Baidu’s self-driving tech, named Apollo Self-Driving (ASD), is a light camera-based solution that can navigate urban roads and highways and park automatically. The solution is rooted in Baidu’s well-known Apollo Robotaxi programs.
Neta, a Chinese budget-EV startup selling low-cost Telsa-like cars, also unveiled its ADAS system named TA Pilot. The system is built on Huawei’s hardware including two 96-line lidars. Hozon, an owner of Neta brand, is eyeing a Hong Kong IPO.
Papers & Projects
Researchers from Microsoft Asia Research proposed a new technique that can scale Transformers up to 1,000 layers. On a multilingual benchmark with 7,482 translation directions, the 200-layer model with 3.2B parameters significantly outperforms the 48-layer state-of-the-art model with 12B parameters by 5 BLEU points, which indicates a promising scaling direction. You can read more about the paper on arXiv.
AlphaFold, an AI system developed by DeepMind that can predict a protein’s 3D structure from its amino acid sequence, is a scientific breakthrough that advances the role of AI in fundamental research. However, the training and inferencing of the Transformer-based model are time-consuming and expensive. A team of researchers from the National University of Singapore (NUS), HPC-AI Technology, Helixon, and Shanghai Jiao Tong University proposed a light version of AlphaFold named FastFold that can reduce overall training time from 11 days to 67 hours. The code is open-sourced on GitHub.
Rising Startups
Pony.ai (小马智行), a Beijing-based self-driving upstart, has completed the first close of its Series D financing with a valuation of $8.5 billion. The proceeds from the funding will be used to further augment Pony.ai’s hiring, investment in research and development, global testing of robotaxi and robotrucking on an ever-growing fleet, enter into important strategic partnerships, and accelerate its development toward mass production and mass commercial deployment.
Data Grand (达观数据), an AI-powered RPA startup, has raised RMB 580 million ($91.76 million) in its Series C funding. Founded in 2015, the Shanghai-based startup is offering efficient, convenient, and controllable office robot products and solutions for enterprise business scenarios using AI technologies like NLP and OCR.

[Saved items]

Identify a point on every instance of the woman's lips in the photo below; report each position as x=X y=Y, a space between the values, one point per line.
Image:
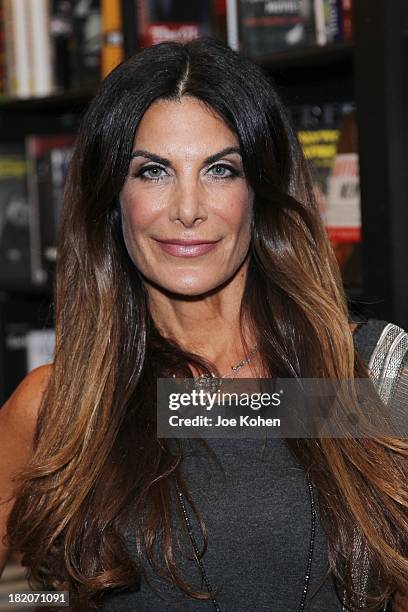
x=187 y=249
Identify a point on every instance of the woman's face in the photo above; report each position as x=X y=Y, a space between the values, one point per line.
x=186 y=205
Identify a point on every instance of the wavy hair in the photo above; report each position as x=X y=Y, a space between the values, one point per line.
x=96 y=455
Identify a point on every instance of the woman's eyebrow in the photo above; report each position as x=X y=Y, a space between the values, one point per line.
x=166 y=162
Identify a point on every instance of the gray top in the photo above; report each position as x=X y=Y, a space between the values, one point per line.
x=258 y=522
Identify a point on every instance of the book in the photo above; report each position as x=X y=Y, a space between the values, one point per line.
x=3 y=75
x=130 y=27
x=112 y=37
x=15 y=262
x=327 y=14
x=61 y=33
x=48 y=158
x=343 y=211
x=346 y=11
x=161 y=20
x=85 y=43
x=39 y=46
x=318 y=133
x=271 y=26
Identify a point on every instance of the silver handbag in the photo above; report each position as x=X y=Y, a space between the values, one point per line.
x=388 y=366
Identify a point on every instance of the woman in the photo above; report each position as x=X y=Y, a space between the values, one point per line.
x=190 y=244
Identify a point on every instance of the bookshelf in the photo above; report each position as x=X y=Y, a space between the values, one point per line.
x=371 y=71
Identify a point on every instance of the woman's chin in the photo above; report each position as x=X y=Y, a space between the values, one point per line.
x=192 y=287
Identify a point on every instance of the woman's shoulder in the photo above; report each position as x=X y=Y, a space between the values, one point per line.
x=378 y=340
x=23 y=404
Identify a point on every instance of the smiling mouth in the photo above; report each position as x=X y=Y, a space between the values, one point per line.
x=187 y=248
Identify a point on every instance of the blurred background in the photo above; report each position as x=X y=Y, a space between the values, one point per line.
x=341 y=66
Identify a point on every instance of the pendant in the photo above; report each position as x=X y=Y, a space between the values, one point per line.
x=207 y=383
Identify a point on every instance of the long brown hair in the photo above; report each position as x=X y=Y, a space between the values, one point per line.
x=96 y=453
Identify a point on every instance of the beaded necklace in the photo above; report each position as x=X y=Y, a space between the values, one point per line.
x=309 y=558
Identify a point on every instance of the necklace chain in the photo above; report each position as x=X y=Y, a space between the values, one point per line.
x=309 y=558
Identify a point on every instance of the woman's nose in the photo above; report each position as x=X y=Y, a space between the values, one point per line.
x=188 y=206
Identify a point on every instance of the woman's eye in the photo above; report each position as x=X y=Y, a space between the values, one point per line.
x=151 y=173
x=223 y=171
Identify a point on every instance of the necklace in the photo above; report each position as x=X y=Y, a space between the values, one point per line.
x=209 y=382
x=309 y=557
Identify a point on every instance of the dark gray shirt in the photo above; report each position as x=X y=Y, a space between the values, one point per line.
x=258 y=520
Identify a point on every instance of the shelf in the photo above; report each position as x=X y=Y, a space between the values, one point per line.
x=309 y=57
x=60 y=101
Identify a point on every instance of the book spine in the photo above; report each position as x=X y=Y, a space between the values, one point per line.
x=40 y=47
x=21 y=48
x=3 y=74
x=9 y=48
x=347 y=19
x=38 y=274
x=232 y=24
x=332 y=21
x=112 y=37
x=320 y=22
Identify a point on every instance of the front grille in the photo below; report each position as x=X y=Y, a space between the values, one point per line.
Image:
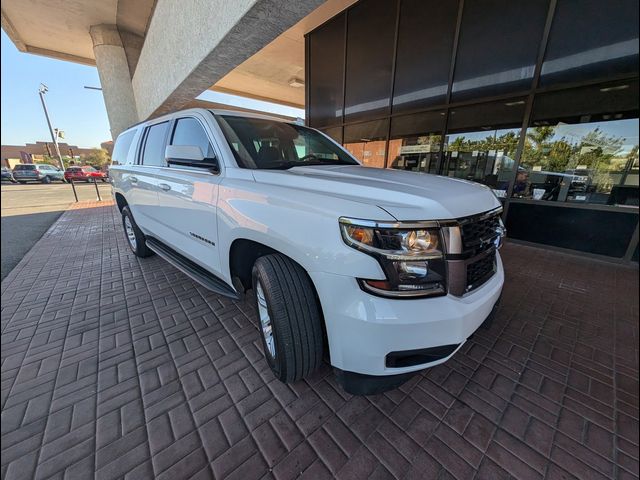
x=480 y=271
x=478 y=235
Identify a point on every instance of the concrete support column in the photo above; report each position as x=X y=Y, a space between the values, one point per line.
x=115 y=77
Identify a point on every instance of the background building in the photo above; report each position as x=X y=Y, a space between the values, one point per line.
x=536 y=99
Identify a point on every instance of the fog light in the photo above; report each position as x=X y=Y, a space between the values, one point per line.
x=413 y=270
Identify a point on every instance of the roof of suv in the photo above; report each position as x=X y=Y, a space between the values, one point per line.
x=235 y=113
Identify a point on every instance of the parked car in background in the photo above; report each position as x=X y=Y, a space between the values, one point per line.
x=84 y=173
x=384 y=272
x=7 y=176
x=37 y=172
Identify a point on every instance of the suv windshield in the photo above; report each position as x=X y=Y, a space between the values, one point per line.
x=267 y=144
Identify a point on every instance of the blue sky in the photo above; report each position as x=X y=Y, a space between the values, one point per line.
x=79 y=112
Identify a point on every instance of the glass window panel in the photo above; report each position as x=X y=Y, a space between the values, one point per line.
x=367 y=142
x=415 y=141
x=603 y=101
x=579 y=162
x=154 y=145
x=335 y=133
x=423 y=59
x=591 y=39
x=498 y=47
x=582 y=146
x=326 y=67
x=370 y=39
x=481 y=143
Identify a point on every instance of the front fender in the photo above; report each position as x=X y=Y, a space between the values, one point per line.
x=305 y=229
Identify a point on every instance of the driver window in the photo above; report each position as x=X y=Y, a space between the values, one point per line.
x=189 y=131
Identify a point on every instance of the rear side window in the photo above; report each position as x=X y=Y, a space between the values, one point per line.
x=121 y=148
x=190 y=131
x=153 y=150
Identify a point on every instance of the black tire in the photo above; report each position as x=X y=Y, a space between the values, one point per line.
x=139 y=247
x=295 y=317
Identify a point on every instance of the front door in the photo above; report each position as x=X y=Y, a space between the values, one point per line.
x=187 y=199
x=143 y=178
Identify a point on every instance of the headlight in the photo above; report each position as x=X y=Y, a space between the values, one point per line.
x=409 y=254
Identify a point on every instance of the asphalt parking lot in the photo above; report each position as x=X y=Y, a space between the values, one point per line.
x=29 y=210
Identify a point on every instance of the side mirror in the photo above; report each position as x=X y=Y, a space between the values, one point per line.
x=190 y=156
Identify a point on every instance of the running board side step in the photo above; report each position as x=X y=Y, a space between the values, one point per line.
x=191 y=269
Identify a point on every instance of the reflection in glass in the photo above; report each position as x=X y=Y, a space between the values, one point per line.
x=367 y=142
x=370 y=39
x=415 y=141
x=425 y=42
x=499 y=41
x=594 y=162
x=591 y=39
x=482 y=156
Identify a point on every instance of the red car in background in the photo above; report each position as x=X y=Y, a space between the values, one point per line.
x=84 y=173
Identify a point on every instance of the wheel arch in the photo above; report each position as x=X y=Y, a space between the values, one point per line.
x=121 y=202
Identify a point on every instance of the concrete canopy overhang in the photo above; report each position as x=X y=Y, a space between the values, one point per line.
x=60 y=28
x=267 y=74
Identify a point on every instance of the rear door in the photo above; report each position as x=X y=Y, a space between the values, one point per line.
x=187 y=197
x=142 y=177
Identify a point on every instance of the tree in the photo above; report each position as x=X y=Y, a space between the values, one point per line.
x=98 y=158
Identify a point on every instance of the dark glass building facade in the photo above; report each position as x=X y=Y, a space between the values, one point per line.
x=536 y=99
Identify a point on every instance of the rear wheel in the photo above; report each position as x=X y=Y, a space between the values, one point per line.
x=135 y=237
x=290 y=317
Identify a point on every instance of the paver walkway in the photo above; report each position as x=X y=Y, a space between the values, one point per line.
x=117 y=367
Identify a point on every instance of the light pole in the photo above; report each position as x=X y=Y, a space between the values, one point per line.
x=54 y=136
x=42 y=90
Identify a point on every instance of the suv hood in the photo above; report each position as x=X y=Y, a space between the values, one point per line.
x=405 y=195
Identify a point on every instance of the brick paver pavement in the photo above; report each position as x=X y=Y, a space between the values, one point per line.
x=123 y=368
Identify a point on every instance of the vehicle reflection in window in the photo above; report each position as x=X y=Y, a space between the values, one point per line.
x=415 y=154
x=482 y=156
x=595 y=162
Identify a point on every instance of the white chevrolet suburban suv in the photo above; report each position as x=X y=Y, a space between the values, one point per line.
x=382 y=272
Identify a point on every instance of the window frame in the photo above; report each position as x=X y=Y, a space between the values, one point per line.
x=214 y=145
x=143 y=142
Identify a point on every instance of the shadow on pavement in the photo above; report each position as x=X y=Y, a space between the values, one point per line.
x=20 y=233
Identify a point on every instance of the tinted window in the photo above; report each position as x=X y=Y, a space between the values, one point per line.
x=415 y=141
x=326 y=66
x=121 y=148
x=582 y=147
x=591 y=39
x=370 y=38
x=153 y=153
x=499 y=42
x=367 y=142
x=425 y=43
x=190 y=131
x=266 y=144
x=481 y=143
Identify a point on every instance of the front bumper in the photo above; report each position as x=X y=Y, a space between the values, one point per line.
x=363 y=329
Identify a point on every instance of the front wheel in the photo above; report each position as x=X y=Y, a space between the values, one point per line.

__LIST OF TASKS__:
[1] According to the AI news excerpt, how much does FastFold cut the overall training time?
[2] In the AI news excerpt, swap "highways" for "expressways" and write out everything from "Baidu’s self-driving tech, named" down to "Hong Kong IPO.".
[3] Pick up the AI industry news roundup after its last sentence and keep writing it.

__RESULTS BY TASK__:
[1] From 11 days to 67 hours.

[2]
Baidu’s self-driving tech, named Apollo Self-Driving (ASD), is a light camera-based solution that can navigate urban roads and expressways and park automatically. The solution is rooted in Baidu’s well-known Apollo Robotaxi programs.
Neta, a Chinese budget-EV startup selling low-cost Telsa-like cars, also unveiled its ADAS system named TA Pilot. The system is built on Huawei’s hardware including two 96-line lidars. Hozon, an owner of Neta brand, is eyeing a Hong Kong IPO.

[3]
AI Rudder (赛舵智能), an AI startup that develops AI-powered voice solutions to improve B2C communications, has raised $50 million in its Series B funding round. Founded in 2019, the Shanghai-Singapore-based company provides voice AI assistants to take on high-volume repetitive tasks.
Rest of the World
The U.S. Department of Transportation’s National Highway Traffic and Safety Administration (NHTSA) issued the first-of-its-kind final rule that allows fully autonomous vehicles to be sold and operated without manual driving controls like steering wheels or brake pedals. “For vehicles designed to be solely operated by an ADS, manually operated driving controls are logically unnecessary,” the agency said.
In a Nature paper, DeepMind introduced Ithaca, the first deep neural network that can restore the missing text of damaged inscriptions, identify their original location, and help establish the date they were created. According to DeepMind, Ithaca achieves 62% accuracy in restoring damaged texts, 71% accuracy in identifying their original location and can date texts to within 30 years of their ground-truth date ranges.
Reuters reported that Ukraine's defense ministry on Saturday began using Clearview AI’s facial recognition technology, the company's chief executive said, after the U.S. startup offered to uncover Russian assailants, combat misinformation, and identify the dead. Clearview AI, a U.S. facial recognition company, has spurred controversy by feeding public images from social media to train its facial recognition software for law enforcement probes.